WHAT TO PRODUCE: Restate the listing that follows word for word, without its pictures.
•••
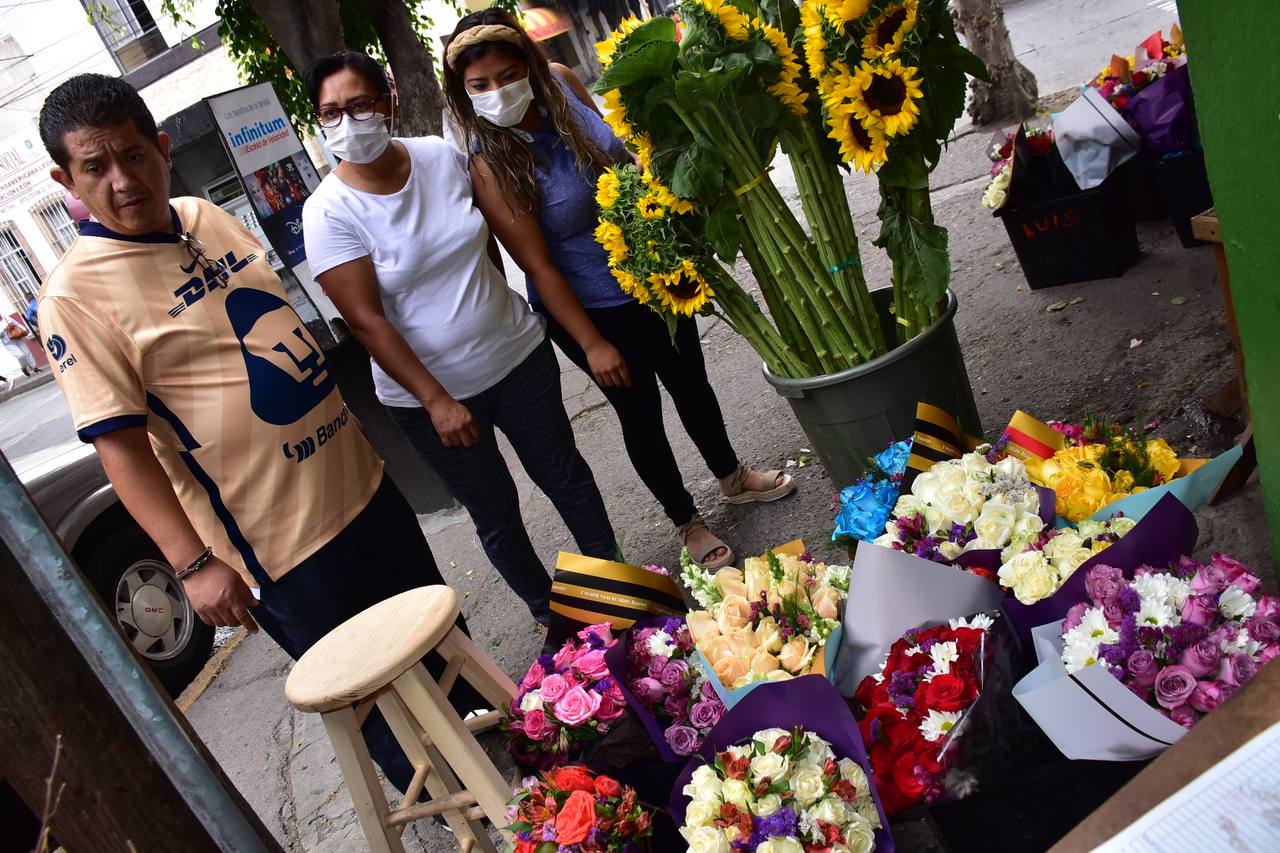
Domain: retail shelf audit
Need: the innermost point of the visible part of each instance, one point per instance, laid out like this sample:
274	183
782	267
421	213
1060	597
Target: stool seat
371	649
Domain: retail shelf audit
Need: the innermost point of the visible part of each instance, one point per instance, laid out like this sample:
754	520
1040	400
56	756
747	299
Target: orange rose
576	819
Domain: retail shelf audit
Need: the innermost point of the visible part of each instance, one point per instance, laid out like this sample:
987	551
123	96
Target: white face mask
359	141
504	106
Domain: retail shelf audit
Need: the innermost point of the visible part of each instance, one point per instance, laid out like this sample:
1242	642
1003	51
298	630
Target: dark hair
321	69
91	100
503	151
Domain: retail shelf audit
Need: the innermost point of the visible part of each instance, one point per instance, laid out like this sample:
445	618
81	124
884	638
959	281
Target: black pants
379	555
528	407
644	342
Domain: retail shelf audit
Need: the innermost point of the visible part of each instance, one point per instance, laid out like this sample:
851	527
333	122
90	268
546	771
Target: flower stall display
936	717
782	790
565	702
572	810
768	621
784	771
1143	657
661	678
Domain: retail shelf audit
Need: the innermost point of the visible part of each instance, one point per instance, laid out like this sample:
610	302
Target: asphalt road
35	420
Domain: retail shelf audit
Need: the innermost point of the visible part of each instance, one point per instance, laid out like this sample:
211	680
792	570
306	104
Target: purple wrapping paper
616	658
810	702
1164	114
1166	533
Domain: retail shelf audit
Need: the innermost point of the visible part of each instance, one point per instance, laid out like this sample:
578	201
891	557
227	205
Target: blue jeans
379	555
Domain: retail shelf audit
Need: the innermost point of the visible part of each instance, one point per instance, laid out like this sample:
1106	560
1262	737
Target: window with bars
56	222
18	274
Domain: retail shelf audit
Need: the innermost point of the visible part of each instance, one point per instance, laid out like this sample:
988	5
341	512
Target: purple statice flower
781	822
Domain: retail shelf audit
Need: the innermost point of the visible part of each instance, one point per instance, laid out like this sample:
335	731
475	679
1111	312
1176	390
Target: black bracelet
197	564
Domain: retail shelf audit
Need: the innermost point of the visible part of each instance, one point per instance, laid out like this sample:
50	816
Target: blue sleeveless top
568	214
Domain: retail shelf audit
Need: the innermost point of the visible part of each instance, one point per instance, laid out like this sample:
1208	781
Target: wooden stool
375	658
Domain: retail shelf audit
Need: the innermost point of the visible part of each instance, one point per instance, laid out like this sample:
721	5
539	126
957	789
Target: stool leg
440	781
430	706
357	770
479	669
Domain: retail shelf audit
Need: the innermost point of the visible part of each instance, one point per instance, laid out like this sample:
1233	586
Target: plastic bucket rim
878	363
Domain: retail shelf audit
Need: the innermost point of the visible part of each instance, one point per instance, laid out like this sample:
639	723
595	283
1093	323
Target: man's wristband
197	564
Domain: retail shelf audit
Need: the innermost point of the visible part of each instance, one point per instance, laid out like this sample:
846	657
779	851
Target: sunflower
607	49
814	37
736	24
666	197
650	208
844	14
644	150
865	147
607	188
616	114
786	90
682	290
886	95
609	236
631	286
886	32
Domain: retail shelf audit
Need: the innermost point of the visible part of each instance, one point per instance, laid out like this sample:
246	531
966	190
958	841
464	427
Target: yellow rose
730	583
735	612
1162	459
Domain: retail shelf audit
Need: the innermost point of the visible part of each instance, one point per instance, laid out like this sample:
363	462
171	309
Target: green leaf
699	174
725	231
645	60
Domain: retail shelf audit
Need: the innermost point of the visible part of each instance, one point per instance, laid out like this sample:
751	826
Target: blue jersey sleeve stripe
109	425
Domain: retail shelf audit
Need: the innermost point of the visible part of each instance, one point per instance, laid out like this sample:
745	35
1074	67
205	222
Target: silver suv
120	561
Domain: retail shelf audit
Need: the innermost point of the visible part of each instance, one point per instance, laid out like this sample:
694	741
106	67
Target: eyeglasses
360	110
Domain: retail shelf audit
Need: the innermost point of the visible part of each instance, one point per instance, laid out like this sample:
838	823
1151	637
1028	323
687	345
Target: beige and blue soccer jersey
238	400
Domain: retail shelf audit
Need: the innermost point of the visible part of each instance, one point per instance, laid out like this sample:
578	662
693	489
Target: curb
39	381
214	667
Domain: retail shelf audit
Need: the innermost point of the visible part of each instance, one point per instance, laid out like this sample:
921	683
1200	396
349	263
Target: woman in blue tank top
538	145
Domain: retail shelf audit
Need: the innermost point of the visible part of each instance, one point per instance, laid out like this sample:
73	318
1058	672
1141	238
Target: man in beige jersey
211	407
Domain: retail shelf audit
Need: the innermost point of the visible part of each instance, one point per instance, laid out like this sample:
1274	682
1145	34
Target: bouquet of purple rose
1142	660
670	693
566	701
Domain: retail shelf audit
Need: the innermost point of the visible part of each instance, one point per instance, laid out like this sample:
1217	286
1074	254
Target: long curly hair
506	154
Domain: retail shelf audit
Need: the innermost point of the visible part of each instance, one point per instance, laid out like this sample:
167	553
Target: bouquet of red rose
566	701
572	810
919	716
676	701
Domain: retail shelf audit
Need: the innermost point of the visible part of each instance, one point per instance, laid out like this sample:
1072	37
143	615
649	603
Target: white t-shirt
428	243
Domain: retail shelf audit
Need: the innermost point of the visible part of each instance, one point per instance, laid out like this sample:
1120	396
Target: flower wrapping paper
809	701
1089	715
1166	533
891	592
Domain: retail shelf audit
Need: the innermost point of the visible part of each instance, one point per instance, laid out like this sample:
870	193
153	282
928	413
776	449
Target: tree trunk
305	30
420	99
1011	92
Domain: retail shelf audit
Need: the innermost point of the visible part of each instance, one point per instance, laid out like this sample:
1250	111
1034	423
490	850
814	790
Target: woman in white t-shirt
396	241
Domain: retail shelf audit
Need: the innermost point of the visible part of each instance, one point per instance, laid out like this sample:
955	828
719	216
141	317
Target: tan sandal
709	544
734	487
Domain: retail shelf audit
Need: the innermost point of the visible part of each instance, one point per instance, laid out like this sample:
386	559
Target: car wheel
150	607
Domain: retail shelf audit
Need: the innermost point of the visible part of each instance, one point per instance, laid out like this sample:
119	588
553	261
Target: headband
476	35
•••
RESULT BELOW:
Domain: retail shelf audit
Need: the innermost point of the visible part of each instance, one point per instance, laid out like this sample:
274	183
782	267
421	213
1060	597
Target: stool seat
371	649
Domain: retail shelf audit
Need: the innermost point of the visible part of each instance, one point per instance, laid out like this sample:
754	520
1040	400
56	756
747	299
Target: orange rose
576	819
Domain: retail shelf audit
Need: the innermost point of the visible part of each instance, one point per instance, laid out like this sample:
987	551
123	96
Target: white face mask
359	141
504	106
Domain: retail shelf audit
Need: the innermost point of the visible part of each instance, one point per instance, laid out like this sample:
1242	642
1003	51
298	630
Target: dark hair
321	69
91	100
503	151
Domain: retail shelf audit
Need: the innermost point of the visible part of each instance, one point per instance, laid out like this sample:
445	618
81	124
884	638
959	281
Target: black pants
379	555
528	407
644	342
Domain: retail shelf audit
Need: the innermost point of the visible part of each instance, one point per instance, laid out like this sample:
851	527
333	122
90	268
546	771
Target: flower stall display
936	717
782	790
565	702
572	810
768	621
784	771
1143	657
661	678
Domain: retail shelf audit
Need: the innermost point of the visible part of each instance, one point per instance, laid out like this sample:
610	302
Target: asphalt road
35	420
Domain: retail shelf audit
Need: the innermost point of the visible part of each instance, one point per instance, laid out like this sample:
211	680
792	570
306	104
Target: purple wrapping paper
616	658
810	702
1164	114
1166	533
Domain: retail shelf audit
Need: the innermost point of the visible part of each instance, one point per instance, laid out like this sample:
578	201
891	557
227	205
Target: blue jeans
379	555
Domain: retail shelf audit
Need: the innermost point of the visible part of each instance, one point per instance, laid out like this sample:
1106	560
1262	737
Target: window with bars
56	222
18	274
Domain: retail shelf audit
Need: the innermost point of the visible part of each instance, one point per instance, laid out like this sample:
988	5
341	512
Target: purple statice flower
781	822
Domain: retail shelf audit
Need: the innermost point of the visible part of each instance, one point per instance, laid out like this sample:
335	731
475	679
1111	312
1176	390
Target: black bracelet
197	564
Domain: retail shelf audit
Need: the innermost point of the visible part of each instance, one point per instance, laid out like this sample:
50	816
Target: blue sleeveless top
568	214
Domain: retail shelf audit
Need: the innermost point of the visible part of each instance, one point per instance, laid out like this sample:
1208	781
Target: wooden stool
375	658
Domain: retail shelf audit
Need: the innermost point of the visible part of each instance, one point per instance, laid out like this sample:
721	5
539	126
957	789
Target: stool leg
440	781
430	706
357	770
479	669
Domain: retail shelf audit
Need: the innermost point of the visible part of each instance, one point per instance, laid out like this sample:
1233	586
Target: plastic bucket rim
878	363
Domain: retail shelf audit
Need: the innermost point of the visible part of each instance, one point per instance, laid out like this sample:
639	723
595	283
1093	323
Target: man's wristband
197	564
Domain: retail shelf audit
Need: the innermost point of the visible part of each instance, one point per instance, laid out like this sample:
846	657
779	851
Target: sunflower
607	49
814	37
736	24
666	197
650	208
844	14
644	150
865	147
607	188
616	114
786	90
682	290
886	95
609	236
631	286
886	32
Domain: retail shelf audit
Need: the innermost point of the visible part of each instance, one point per instance, laid out like this sample:
246	531
966	190
958	841
464	427
Target: yellow rose
730	583
735	612
1162	459
Domain: retail shelf audit
Need: the innermost point of the visible part of each instance, one point per instance, laid out like this sample:
363	462
171	309
Target: green leaf
699	174
725	231
645	60
Domain: retail shelf audit
Need: the innermost point of the visible part of each instance, one point per instance, laid out like this sample:
751	826
Target: blue jersey sleeve stripe
109	425
Domain: retail shelf audit
Need: the innermost point of the visible part of each instance, one point per instance, laid out like this sample:
745	35
1074	67
205	222
Target: silver suv
120	561
Domain: retail shelf audit
Need: the innermost point of the visible part of each instance, one point per instance, laid out like this sample:
694	741
106	67
Target: eyeglasses
360	110
Domain: retail shelf audit
Need: the innermost point of the visible part of each instance, one point per instance, laid out like this sample:
838	823
1151	637
1028	323
687	345
Target: beige and blue soccer jersey
238	400
Domain: retail shelf audit
Need: the innermost point of the visible part of each instance, one point per instance, laid out like this sample:
578	662
693	489
Target: curb
39	381
214	667
Domain: retail shelf audit
Need: the innermost point of the visible part of each instance, one point per instance, laid out like this sample:
921	683
1200	396
349	263
Target: woman in blue tank top
538	145
Domain: retail shelf audit
Need: the innermost point of the visible part of each instance, one point per instance, laid out like this sample:
73	318
1058	672
1141	238
Target: man in beige jersey
211	407
Domain: retail shelf audit
Need: the innermost point of the visible part of each instance, one point per instance, laid out like this sample:
1274	682
1145	34
Target: bouquet of purple rose
1142	660
670	693
566	701
Domain: retail shelf audit
Need: the innermost point of the visible part of each instance, one point per instance, laid out like this sample:
1217	286
1074	254
Target: long curly hair
506	154
Domain: retail shelf audit
Need: the innermost point of the visible part of each instance, one point per instance, laid out like this sample:
167	553
Target: bouquet of red rose
566	701
572	810
919	716
676	701
Domain: retail shelf audit
Need: the innermost point of the visible part of each instance, one point per instance, laid out like this sample:
1072	37
143	615
649	603
Target: white t-shirt
428	243
Domain: retail shelf audit
Need: the innermost point of the visible part of each instance, one point per instance, laid out like this sample:
1120	396
Target: flower wrapping paper
809	701
1089	715
1166	533
891	592
Domain: retail shelf audit
Need: the innermost point of the visible part of each instance, one point per instance, laid out like this sample:
870	193
153	282
928	413
776	449
Target: tree trunk
305	30
420	99
1011	92
Domain: retail shelf audit
Need: the innermost point of the visible part of each instance, one point per instance, laid out like this sample:
1250	111
1034	423
490	850
814	790
Target: woman in white t-shirt
396	241
Domain: retail shelf audit
Need: the innermost point of the visible part of each instance, one point per instance, laid out like this sample:
955	828
719	216
141	317
Target: tan sandal
709	544
734	487
Domain: retail shelf audit
Need: the innermost point of the visible part of each instance, one point per instance, laid out like this sample:
386	559
Target: car wheel
150	607
Domain: retail shelf audit
Need: the innermost point of the visible part of each instance, one point per instance, laid out like this sample:
119	588
553	261
Target: headband
476	35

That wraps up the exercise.